Pointing entries for named objects
----

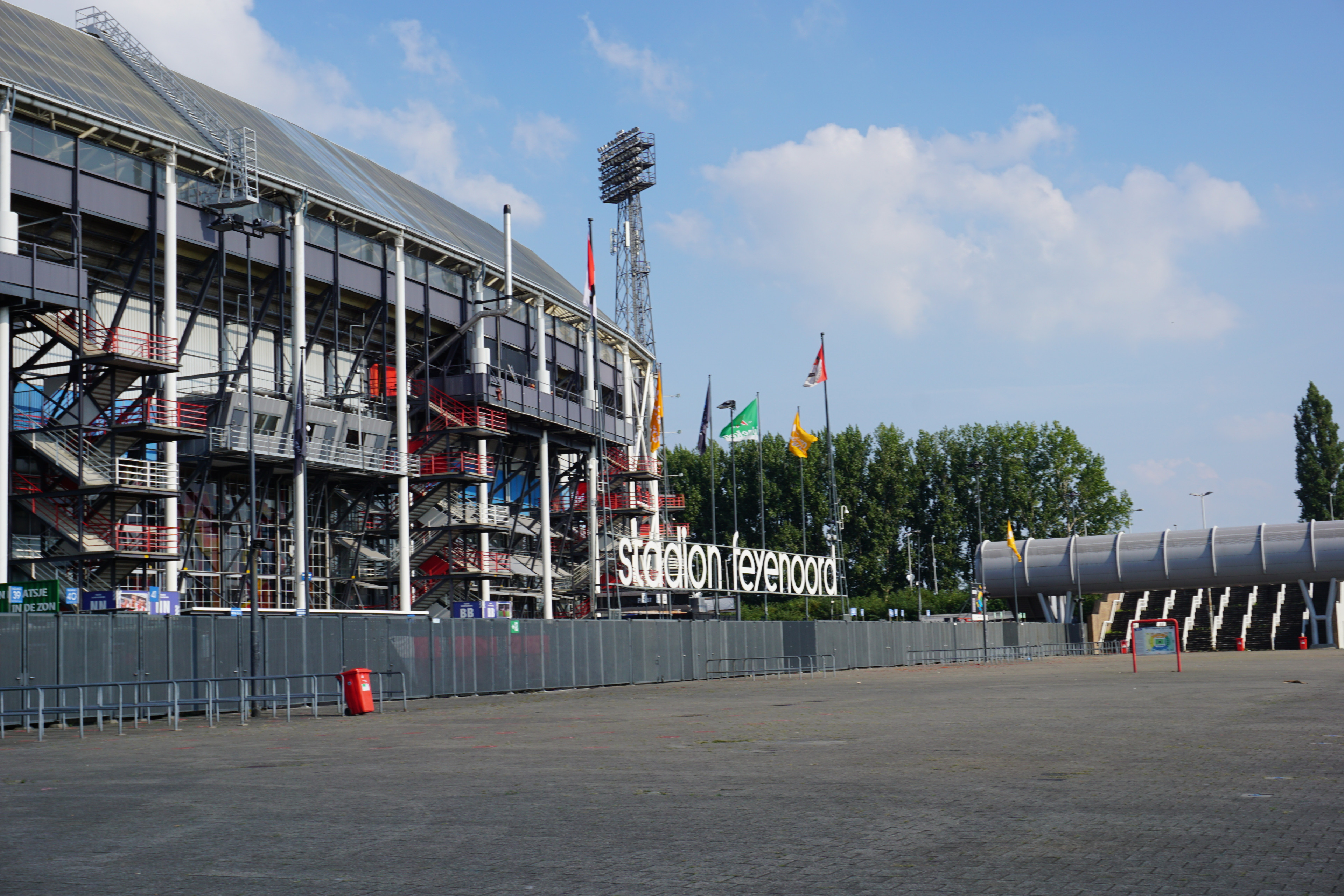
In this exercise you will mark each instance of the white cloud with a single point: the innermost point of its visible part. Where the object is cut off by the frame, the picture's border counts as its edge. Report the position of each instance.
(1159, 472)
(424, 56)
(662, 84)
(820, 18)
(542, 136)
(1251, 429)
(687, 230)
(312, 94)
(899, 226)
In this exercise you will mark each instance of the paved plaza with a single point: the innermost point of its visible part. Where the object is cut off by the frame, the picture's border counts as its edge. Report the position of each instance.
(1058, 777)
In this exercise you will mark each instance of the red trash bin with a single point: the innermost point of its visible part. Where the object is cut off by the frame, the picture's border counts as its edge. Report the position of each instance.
(359, 692)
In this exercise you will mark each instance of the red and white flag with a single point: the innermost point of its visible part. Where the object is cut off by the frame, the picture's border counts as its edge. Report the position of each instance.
(819, 369)
(592, 290)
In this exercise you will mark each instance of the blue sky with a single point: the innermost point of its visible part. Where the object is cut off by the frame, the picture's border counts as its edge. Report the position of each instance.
(1120, 217)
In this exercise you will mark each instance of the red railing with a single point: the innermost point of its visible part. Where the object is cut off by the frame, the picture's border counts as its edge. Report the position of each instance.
(121, 537)
(152, 412)
(476, 561)
(455, 461)
(120, 340)
(451, 414)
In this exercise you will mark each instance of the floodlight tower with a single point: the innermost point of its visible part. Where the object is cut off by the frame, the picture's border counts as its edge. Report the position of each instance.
(625, 167)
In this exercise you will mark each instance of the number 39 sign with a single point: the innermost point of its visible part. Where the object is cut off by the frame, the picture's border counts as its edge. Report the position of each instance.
(1162, 640)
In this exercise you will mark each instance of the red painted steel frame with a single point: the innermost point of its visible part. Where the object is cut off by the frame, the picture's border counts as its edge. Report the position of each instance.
(1134, 647)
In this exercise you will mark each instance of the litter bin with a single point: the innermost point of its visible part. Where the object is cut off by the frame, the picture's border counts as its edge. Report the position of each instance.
(359, 694)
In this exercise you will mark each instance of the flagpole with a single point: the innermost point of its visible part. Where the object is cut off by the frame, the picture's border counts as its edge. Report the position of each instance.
(714, 483)
(803, 522)
(831, 457)
(761, 489)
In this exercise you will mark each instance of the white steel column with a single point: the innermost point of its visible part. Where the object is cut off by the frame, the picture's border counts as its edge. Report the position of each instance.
(592, 527)
(590, 391)
(298, 363)
(544, 374)
(545, 500)
(173, 570)
(404, 484)
(8, 245)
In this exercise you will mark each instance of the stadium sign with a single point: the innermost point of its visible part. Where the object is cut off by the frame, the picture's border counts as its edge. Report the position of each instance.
(646, 564)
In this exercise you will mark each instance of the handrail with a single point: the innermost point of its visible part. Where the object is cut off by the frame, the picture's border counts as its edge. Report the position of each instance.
(784, 665)
(213, 700)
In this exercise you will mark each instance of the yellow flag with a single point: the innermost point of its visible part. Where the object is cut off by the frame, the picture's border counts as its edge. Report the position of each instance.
(800, 440)
(1013, 543)
(656, 424)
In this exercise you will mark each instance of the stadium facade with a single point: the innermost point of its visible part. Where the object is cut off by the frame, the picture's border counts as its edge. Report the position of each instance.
(245, 360)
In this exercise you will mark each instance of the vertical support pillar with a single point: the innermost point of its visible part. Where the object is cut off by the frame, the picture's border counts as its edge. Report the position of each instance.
(592, 526)
(404, 485)
(545, 500)
(544, 373)
(590, 391)
(173, 570)
(8, 245)
(298, 363)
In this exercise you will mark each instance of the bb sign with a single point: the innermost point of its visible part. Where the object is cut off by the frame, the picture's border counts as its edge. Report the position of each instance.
(709, 567)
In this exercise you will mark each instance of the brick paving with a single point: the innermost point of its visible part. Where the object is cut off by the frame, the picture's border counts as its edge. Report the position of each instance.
(1062, 777)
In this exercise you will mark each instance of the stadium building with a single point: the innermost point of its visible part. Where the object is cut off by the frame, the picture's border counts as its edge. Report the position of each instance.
(243, 360)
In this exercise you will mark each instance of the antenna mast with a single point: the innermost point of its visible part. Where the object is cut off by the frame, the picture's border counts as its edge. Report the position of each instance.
(625, 167)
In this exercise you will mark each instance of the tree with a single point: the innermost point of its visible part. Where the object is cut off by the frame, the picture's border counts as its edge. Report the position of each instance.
(939, 492)
(1319, 456)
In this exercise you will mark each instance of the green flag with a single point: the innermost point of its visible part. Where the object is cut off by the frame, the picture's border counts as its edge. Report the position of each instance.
(745, 426)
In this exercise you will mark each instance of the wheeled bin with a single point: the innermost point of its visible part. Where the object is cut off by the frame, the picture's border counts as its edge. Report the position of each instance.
(359, 692)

----

* _Your instructions_:
Retype all of the records above verbatim, leaving the pictures out of your answer.

* _Finished task_:
In this exercise you will mark each instance of the white cloud with a single point: the innermost point of its visible part. Where the object is cut off by the frame, the picture's border counts as its edge. Report the position of each instance.
(1159, 472)
(424, 56)
(662, 84)
(820, 18)
(542, 136)
(1251, 429)
(687, 230)
(312, 94)
(899, 226)
In this exercise you will mark each instance of the paved plaza with a single point: the innermost point of its visible part. Where the object is cut off by the frame, the picture's border counts as its edge. Report the position of each instance.
(1058, 777)
In this exercise you will mark each instance of the red trash bin with a single point: the innermost point of its visible part. Where the object is cut off by the frame, the picture's border counts as its edge. Report the position of each instance.
(359, 692)
In this exercise you will mark each instance of the red and white flag with a single point: the innermost point of its visible part. Where the object is cut off by the frame, the picture's border counts as its edge. Report the position of each instance.
(819, 369)
(592, 290)
In this exercise you will mark each instance of the blue sky with a single point: the innermost point of its visible part. Where the object is cut off by the frame, the picture's border counts as its edge. Report the position of each instance.
(1120, 217)
In this exercise you will mark each instance of the red railing with a single point: the innermost point of its visible part. Where the object is cut off by the frame, the picture's border counts as its edge. Report the position of each instance.
(121, 537)
(152, 412)
(476, 561)
(455, 461)
(120, 340)
(451, 414)
In this exercise you will mark each instance of the floodlight tower with a single point: the innermost point of its visible part. Where the object is cut off by the frame, the picture's border counts as its edge. Report the position of each instance.
(625, 167)
In this exercise you will mark each instance of the number 39 sign with a single point: the innermost point of its visible part. Where the object is cut off by the frame, the picture's border counts as its edge. Report the position of each instance.
(1162, 640)
In this exercise you will mark each instance of the red painted steel frame with a single point: the innermost point of its visible part. Where the object is cut off by the frame, the picture's border counts as its edge. Report the position of each instance.
(1134, 647)
In this exercise you will mark each instance of the litter bin with a single point: the innermost point of its visible part. Where the object is cut off by the frame, the picture's border counts as its edge. Report the position of each instance.
(359, 694)
In this exercise you will mark each instance of the flagpole with a single point: the innermost point of its visible part. Where the object is cut off by the frame, the picture's border counts as its edge. Report the position of each instance.
(714, 483)
(803, 522)
(831, 457)
(761, 489)
In this exercise you will mark each instance of the white steel column with a single point: the innermost point of its visible part. Where the object is cut off by the frame, the picture's border counts as its edge. Report the position of each instance.
(592, 527)
(590, 391)
(298, 363)
(544, 374)
(545, 500)
(173, 570)
(404, 484)
(8, 245)
In this exercise you will mark each instance of the stadium sign with a single point: the innermost point of its visible part. Where the object is cut off by the frame, the picture's border counts as its edge. Report the position of each instance.
(646, 564)
In this exercise you will mark each instance of the handrail with a single point: the innermost point of its visible part. Where the object is cut off by the frame, the picture's border counts as its edge. Report the position of each instance.
(784, 665)
(213, 700)
In this exercise you will mark each instance of the yellow flag with a single point: the innermost point of its visible part. Where the object is cut off by the frame, the picture's border counts as its edge. Report the position of each instance.
(800, 440)
(1013, 543)
(656, 424)
In this exercise you will mark each instance of the stadium facade with a single point: the innermost point of its visible part. Where the object is cut off by the frame, the picture's border counts as its edge. Report the position of each instance.
(245, 360)
In this exercise you will mark each instance of the vertical support pillar with a single point: the innermost point of its visible part. Where the object is cut off by the frame, the picture's border counts as its edge. Report the position of each instance.
(592, 526)
(404, 485)
(545, 500)
(544, 373)
(590, 391)
(173, 570)
(8, 245)
(298, 363)
In this exercise you will mark each instance of the bb sign with a single point: the innermost point of its visible part. Where the object is cut off by the frame, the picture's border counts as its edge. Report the position of each instance.
(709, 567)
In this exercise you will mark each instance of the brick paving with a single point: the innermost point of its visible part. Where the object is cut off by the frame, the picture's border counts as its edge. Report the position of each instance.
(1062, 777)
In this exercise you will mark each instance of the stadium building with a single point: the innermost point of its visible part. Where the object is cut off by the frame, the picture's border counts as its edge. Report the position of each instance.
(243, 360)
In this exercise you will mark each instance of the antenna mast with a single point: the innermost point of its visible part. Where the object is cut off by the frame, the picture's border counts as its edge. Report the position of each instance.
(625, 167)
In this exercise you will mark each instance of the tree with a single point: the innermost point of its visible part. Where the object is cut off by the frame, the picture's border counts as its edge. Report the position of each instance.
(939, 492)
(1319, 456)
In this exercise you will mark each instance of the green flag with a single point: the innermost point of its visible part. Where the object is cut off by the frame, the picture's border counts as its edge. Report the position of each instance.
(745, 426)
In this exercise you will mark each instance of the wheeled bin with a single point: the innermost point of its visible part. Where the object is cut off by the frame, the picture's border counts as its edge. Report the position of each instance.
(359, 692)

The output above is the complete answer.